_Short problem_
Can you give every one of the entries below as a numbered list, dropping blank lines and leaving the pictures out?

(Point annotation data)
** BEGIN **
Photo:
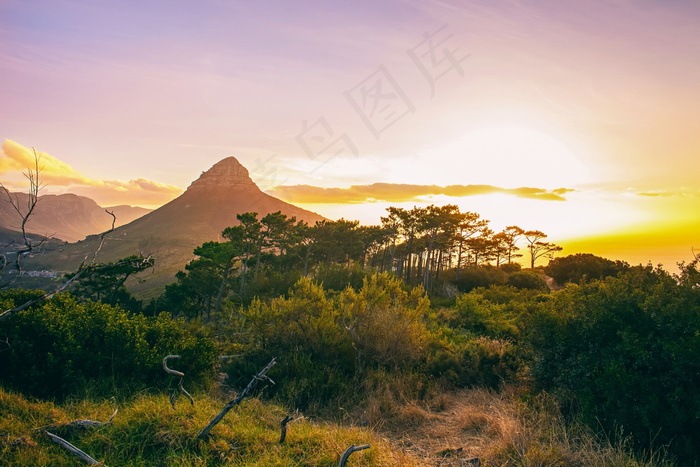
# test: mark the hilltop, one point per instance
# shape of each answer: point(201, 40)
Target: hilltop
point(170, 233)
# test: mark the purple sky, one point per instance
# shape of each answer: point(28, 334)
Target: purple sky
point(161, 90)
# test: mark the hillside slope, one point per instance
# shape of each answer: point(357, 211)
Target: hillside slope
point(171, 232)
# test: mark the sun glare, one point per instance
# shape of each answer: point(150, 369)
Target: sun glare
point(511, 156)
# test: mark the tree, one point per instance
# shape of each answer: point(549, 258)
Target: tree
point(509, 238)
point(105, 282)
point(574, 268)
point(24, 210)
point(537, 248)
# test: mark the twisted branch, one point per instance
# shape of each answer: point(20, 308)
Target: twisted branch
point(349, 451)
point(179, 384)
point(253, 382)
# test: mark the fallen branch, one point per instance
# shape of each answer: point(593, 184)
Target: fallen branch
point(283, 428)
point(93, 423)
point(69, 447)
point(259, 377)
point(179, 384)
point(349, 451)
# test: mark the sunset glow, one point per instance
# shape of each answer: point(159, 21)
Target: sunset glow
point(579, 119)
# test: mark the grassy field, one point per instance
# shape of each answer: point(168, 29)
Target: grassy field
point(148, 431)
point(447, 429)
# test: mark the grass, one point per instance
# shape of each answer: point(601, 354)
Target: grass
point(500, 430)
point(437, 428)
point(148, 431)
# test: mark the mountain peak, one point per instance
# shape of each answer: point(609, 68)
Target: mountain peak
point(227, 173)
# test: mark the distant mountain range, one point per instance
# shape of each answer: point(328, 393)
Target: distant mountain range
point(171, 232)
point(66, 217)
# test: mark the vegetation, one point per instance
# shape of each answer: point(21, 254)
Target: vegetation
point(148, 431)
point(370, 325)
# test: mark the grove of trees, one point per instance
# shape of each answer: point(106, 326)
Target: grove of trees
point(432, 297)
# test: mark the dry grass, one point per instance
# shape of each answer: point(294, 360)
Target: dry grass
point(500, 431)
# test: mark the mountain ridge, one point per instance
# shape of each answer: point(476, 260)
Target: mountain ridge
point(170, 233)
point(68, 217)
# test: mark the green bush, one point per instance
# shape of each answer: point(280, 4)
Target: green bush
point(574, 268)
point(528, 280)
point(627, 348)
point(63, 347)
point(481, 276)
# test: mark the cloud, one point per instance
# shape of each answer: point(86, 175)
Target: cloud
point(56, 173)
point(669, 194)
point(397, 193)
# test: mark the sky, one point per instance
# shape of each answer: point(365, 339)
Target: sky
point(579, 119)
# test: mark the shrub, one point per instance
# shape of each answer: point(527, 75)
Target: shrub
point(481, 276)
point(528, 280)
point(627, 348)
point(63, 347)
point(574, 268)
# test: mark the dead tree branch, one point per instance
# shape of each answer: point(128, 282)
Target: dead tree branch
point(283, 427)
point(349, 451)
point(179, 384)
point(6, 314)
point(24, 213)
point(69, 447)
point(253, 382)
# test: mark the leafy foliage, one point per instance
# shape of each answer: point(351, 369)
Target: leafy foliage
point(63, 347)
point(574, 268)
point(627, 348)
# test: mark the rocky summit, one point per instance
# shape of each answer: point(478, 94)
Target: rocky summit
point(170, 233)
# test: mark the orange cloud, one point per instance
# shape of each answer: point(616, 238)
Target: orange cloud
point(397, 193)
point(56, 173)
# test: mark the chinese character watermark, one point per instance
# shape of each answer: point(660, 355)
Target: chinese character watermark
point(435, 59)
point(379, 101)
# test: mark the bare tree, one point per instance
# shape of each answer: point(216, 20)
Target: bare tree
point(24, 210)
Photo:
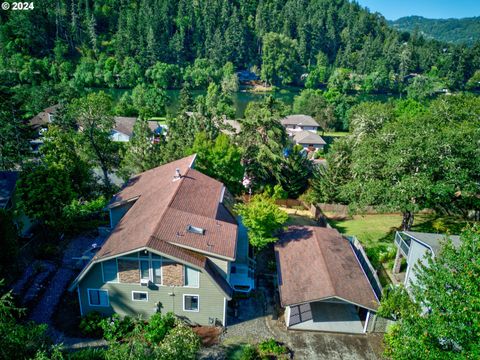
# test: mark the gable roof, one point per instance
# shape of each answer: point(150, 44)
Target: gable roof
point(308, 137)
point(303, 120)
point(8, 180)
point(434, 241)
point(316, 264)
point(42, 119)
point(124, 124)
point(163, 208)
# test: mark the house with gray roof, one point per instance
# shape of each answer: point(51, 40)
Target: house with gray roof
point(300, 123)
point(123, 128)
point(416, 247)
point(309, 140)
point(174, 245)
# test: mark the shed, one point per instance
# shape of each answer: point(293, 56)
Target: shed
point(322, 284)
** END **
_Result of this exercise_
1. Photo:
2. # test: mark the hilltop, one point per instance
3. # shape of each answer: point(201, 40)
4. Target: hilltop
5. point(170, 233)
6. # test: mark the purple sky, one point per instance
7. # shape of each answer: point(28, 334)
8. Target: purple sky
9. point(161, 90)
10. # test: mark the hillside slope, one point per instance
11. # shape of each answer: point(357, 211)
12. Target: hillside slope
13. point(171, 232)
14. # test: mark the sun glare, one point per instance
15. # shape of each answer: point(150, 369)
16. Target: sun glare
17. point(511, 156)
18. # test: mark the tree, one point per instance
19. # shape of each answer: point(549, 258)
20. Target: tree
21. point(509, 238)
22. point(105, 282)
23. point(574, 268)
24. point(24, 210)
25. point(537, 248)
26. # test: mark the twisted branch, one point per instance
27. # shape of each answer: point(20, 308)
28. Target: twisted branch
29. point(349, 451)
30. point(179, 384)
31. point(253, 382)
32. # test: mark the fallen branch, one point per instance
33. # shape of each answer: point(593, 184)
34. Target: fallen branch
35. point(283, 428)
36. point(93, 423)
37. point(69, 447)
38. point(259, 377)
39. point(179, 384)
40. point(349, 451)
41. # test: mark the sunset glow, one point per instance
42. # shape of each answer: point(159, 21)
43. Target: sunset glow
44. point(579, 119)
45. # test: mark the grassy field, one point per instance
46. # shape of each answer: point(168, 29)
47. Target: grassy field
48. point(148, 431)
49. point(447, 429)
50. # test: mark the grass, one point per instance
51. # shape of each answer: point(601, 354)
52. Target: grass
53. point(500, 430)
54. point(437, 428)
55. point(148, 431)
56. # test: mark the mountain peak, one point per instance
57. # shape of each answer: point(609, 68)
58. Target: mountain peak
59. point(227, 173)
60. # test: mark the distant mountain range, one point per instance
61. # shape of each answer: point(328, 393)
62. Target: distant mountain range
63. point(171, 232)
64. point(66, 217)
65. # test: mark the vegetation, one point per instance
66. # shape of each answer: point(21, 254)
67. Target: vegetation
68. point(148, 431)
69. point(370, 325)
70. # test: mark the grove of trees, one point per instance
71. # shape of each answer: point(106, 326)
72. Target: grove of trees
73. point(432, 297)
74. # test: mark the dry grass, one point per instance
75. # shape of each answer: point(294, 360)
76. Target: dry grass
77. point(500, 431)
78. # test: mark the mountain ridge, one point per instance
79. # shape of each answer: point(476, 260)
80. Target: mountain ridge
81. point(170, 233)
82. point(68, 217)
83. # test: mark the green bush, one point per instance
84. # shape of each answer: point(280, 4)
85. Target: green bush
86. point(574, 268)
87. point(528, 280)
88. point(627, 348)
89. point(63, 347)
90. point(481, 276)
91. # test: mark the cloud, one point per instance
92. # shape of each answer: point(86, 175)
93. Target: cloud
94. point(56, 173)
95. point(669, 194)
96. point(397, 193)
97. # test: mark the sky, one point per instance
98. # shape of each answer: point(365, 339)
99. Target: sky
100. point(579, 119)
101. # test: mark the shrub, one point per instance
102. # shape of each answer: point(527, 75)
103. Target: shrub
104. point(481, 276)
105. point(528, 280)
106. point(627, 348)
107. point(63, 347)
108. point(574, 268)
109. # test: mark the dead tree branch, one point per instance
110. # shape of each answer: point(128, 282)
111. Target: dead tree branch
112. point(283, 427)
113. point(349, 451)
114. point(179, 384)
115. point(6, 314)
116. point(24, 213)
117. point(69, 447)
118. point(253, 382)
119. # test: mark the leafy foliage, one point per instance
120. # shape of each answer: point(351, 369)
121. Target: leafy foliage
122. point(63, 347)
123. point(574, 268)
124. point(627, 348)
125. # test: mark the rocky summit, one point per instance
126. # shape of each answer: point(478, 94)
127. Target: rocky summit
128. point(170, 233)
129. # test: mark the orange cloud, one point per instance
130. # shape of each answer: point(616, 238)
131. Target: orange cloud
132. point(397, 193)
133. point(56, 173)
134. # test: mark the chinese character watermark, one point per instance
135. # shape of each answer: point(660, 355)
136. Target: chinese character watermark
137. point(435, 59)
138. point(379, 101)
139. # test: mark the bare tree, one point per instance
140. # shape of each answer: point(216, 20)
141. Target: bare tree
142. point(24, 210)
143. Photo:
144. # test: mark the gable roof, one point per instance
145. # shape of each answer: point(150, 44)
146. Target: gable roof
147. point(308, 137)
148. point(303, 120)
149. point(8, 180)
150. point(434, 241)
151. point(316, 264)
152. point(42, 119)
153. point(124, 124)
154. point(163, 208)
155. # test: mark the house with gray roof, one point per instance
156. # shape of each answer: point(51, 40)
157. Target: house with gray roof
158. point(300, 123)
159. point(123, 128)
160. point(416, 247)
161. point(309, 140)
162. point(174, 245)
163. # test: mark the shed, one point per instance
164. # shape of each answer: point(293, 56)
165. Target: shed
166. point(322, 284)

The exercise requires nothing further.